* _WHAT TO WORK ON_: Each record is to be reproduced verbatim.

* _WORKING DATA_:
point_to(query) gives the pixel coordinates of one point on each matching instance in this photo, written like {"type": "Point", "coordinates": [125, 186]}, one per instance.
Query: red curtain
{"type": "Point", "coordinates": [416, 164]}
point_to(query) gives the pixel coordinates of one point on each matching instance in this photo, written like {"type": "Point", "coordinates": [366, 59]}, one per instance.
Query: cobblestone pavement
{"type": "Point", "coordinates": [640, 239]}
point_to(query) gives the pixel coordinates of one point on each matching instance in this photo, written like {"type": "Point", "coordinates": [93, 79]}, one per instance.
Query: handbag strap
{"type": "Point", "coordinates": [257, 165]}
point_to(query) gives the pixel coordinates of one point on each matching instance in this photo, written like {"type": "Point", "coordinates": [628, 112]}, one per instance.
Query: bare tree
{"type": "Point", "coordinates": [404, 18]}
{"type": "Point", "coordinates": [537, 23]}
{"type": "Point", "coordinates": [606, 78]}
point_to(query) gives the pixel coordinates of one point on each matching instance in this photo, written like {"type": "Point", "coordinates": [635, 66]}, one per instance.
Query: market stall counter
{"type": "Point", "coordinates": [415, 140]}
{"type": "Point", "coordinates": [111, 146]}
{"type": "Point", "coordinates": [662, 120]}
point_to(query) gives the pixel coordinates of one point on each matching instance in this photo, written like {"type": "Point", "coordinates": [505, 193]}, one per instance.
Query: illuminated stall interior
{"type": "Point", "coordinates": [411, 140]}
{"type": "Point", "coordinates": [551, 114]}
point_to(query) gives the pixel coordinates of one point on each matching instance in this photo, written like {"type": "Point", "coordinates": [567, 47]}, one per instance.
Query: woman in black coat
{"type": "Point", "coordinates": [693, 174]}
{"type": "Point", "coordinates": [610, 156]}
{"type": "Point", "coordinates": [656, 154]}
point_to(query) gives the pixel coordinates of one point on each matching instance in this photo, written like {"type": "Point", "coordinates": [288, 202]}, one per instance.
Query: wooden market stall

* _OUTPUT OF THE EXERCISE_:
point_to(query) gives the pixel coordinates of one point on each matching instance in this photo, written like {"type": "Point", "coordinates": [125, 186]}, one per instance.
Query: red curtain
{"type": "Point", "coordinates": [416, 164]}
point_to(query) gives the pixel coordinates of one point on each matching instance in this photo, written like {"type": "Point", "coordinates": [366, 59]}, one per instance.
Query: cobblestone pavement
{"type": "Point", "coordinates": [640, 239]}
point_to(query) gives the pixel coordinates of one point on each matching instance in this photo, written like {"type": "Point", "coordinates": [93, 79]}, one per instance.
Query: handbag strap
{"type": "Point", "coordinates": [257, 165]}
point_to(query) gives the pixel coordinates of one point on each matching instance in this photo, written like {"type": "Point", "coordinates": [628, 112]}, one per instance.
Query: bare tree
{"type": "Point", "coordinates": [404, 18]}
{"type": "Point", "coordinates": [537, 23]}
{"type": "Point", "coordinates": [606, 78]}
point_to(query) gives the pixel coordinates of one point on each matching instance in this photo, written like {"type": "Point", "coordinates": [635, 66]}, one per instance.
Query: market stall counter
{"type": "Point", "coordinates": [415, 140]}
{"type": "Point", "coordinates": [111, 146]}
{"type": "Point", "coordinates": [662, 120]}
point_to(query) gives the pixel coordinates of one point on each matching instance in this photo, written like {"type": "Point", "coordinates": [505, 193]}, one per instance.
Query: illuminated stall interior
{"type": "Point", "coordinates": [411, 140]}
{"type": "Point", "coordinates": [551, 114]}
point_to(query) gives the pixel coordinates of one point on each matching instance in this photo, written like {"type": "Point", "coordinates": [567, 47]}, one per instance.
Query: woman in black coat
{"type": "Point", "coordinates": [693, 174]}
{"type": "Point", "coordinates": [610, 156]}
{"type": "Point", "coordinates": [656, 154]}
point_to(query) gives the pixel coordinates of one point on each matching instance in this photo, written like {"type": "Point", "coordinates": [288, 202]}, one per instance.
Query: wooden market stall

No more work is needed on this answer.